======== DATA ========

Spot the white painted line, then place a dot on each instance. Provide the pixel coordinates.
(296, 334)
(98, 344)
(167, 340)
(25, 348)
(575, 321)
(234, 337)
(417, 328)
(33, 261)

========

WHAT IS NEEDED: Please format the data above as a Markdown table with the columns No. and Line. Number each row and leave out blank lines.

PROBLEM SOLUTION:
| No. | Line |
|---|---|
| 1 | Spot the white painted line, then place a dot on each instance. Provide the pixel coordinates. |
| 2 | (296, 334) |
| 3 | (98, 344) |
| 4 | (167, 340) |
| 5 | (25, 348) |
| 6 | (575, 321) |
| 7 | (234, 337) |
| 8 | (417, 328) |
| 9 | (33, 261) |